Could you express each line of the items below as a JSON list of strings, with one string per line and blank lines omitted?
** BEGIN Input rows **
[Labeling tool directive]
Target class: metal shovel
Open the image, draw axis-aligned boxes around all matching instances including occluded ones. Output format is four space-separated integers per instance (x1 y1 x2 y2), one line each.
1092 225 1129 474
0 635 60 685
** END Input rows **
Answer in full >>
[
  "[Labeling tool directive]",
  "Target class: metal shovel",
  "Open the image, draw axis-aligned boxes around all matching instances including occluded ones. Output format is four space-separated integers per instance (x1 y1 x2 y2), one line each.",
  "1092 225 1129 474",
  "0 635 60 685"
]